Work required | Using the call transcript below, explain why the speaker expects the acquired operation's cost structure to stay roughly the same before and after the deal. Answer in one to three sentences.

Passage to read |
Relative to cost savings opportunities, I would argue that introduction of Sarbanes Oxley into their operation is probably not going to help the cost structure. On the other hand, being a part of a larger organization will help on other issues. So, I think on a balancing act, I think we think it will be roughly, cost structure should be roughly similar, post and, pre and post, whatever synergies we pick up as they blend into the corporate structure, we'll more than make up for the costs associated with implementing some of the control features that, you know, it's a single, stand-alone entity in a non-public environment, they don't have to deal with.
The balance sheets items here, total cash at the end of the year was $168.5 million. Bank debt was $2.343 billion. Capital lease is 10.5. Pocono Downs balance due there on- - we can negotiate a settlement with the Mohegans- - is $25 million. Two sets of bonds for 250 and 200, for a total of 450, less total debt at 2.8, $2.9 billion. That should cover everything you're looking for there.
Peter Carlino - Chairman/CEO
: Let me add one comment about Zia Park. We actually see some nice upside over the next couple of years in that market. It's a very rapidly growing area. There's much discussion here now about building a hotel, which I actually think and most of you know, we're not hotel builders for the sake of building hotels. I think we're all fond of saying we're not in the hotel business. So, but where it serves our facility, we're not unwilling to invest there. This is probably a market where a modest-size hotel makes a lot of sense and we can see some nice growth in that little property over the next few years. So, we are hopeful it's going to be a nice opportunity for us.
Joseph Greff - Analyst
Thanks guys.
Operator
Our next question comes from the line of Larry Klatzkin with Jefferies. Please proceed with your question.
Larry Klatzkin - Analyst
Hey guys. Couple of them. One, just to clean up on balance sheet. Capitalized interest? Currently and what it might go forward? And then corporate going forward?
Bill Clifford - CFO
Capitalized interest in the fourth quarter was $2.4 million, for a total of roughly $8 million for the year. Looking forward in the first quarter we're expecting roughly $3.8 million and for the year $20.8 million.
Larry Klatzkin - Analyst
All right. And corporate expense going forward?

Dataset section |
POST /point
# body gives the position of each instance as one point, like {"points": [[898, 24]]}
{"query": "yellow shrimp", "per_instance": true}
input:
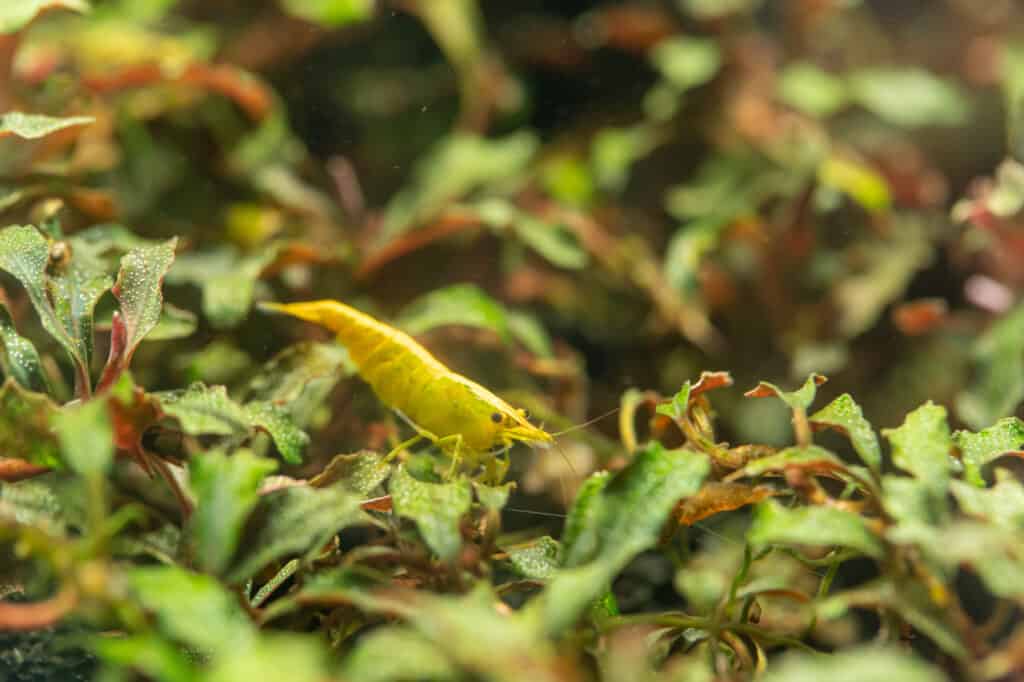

Task output | Introducing Sarbanes-Oxley will add the cost of control features that the operation, as a single, stand-alone entity in a non-public environment, did not have to deal with. However, the speaker expects the synergies gained as it blends into the corporate structure to more than make up for those costs, so the cost structure should be roughly similar before and after.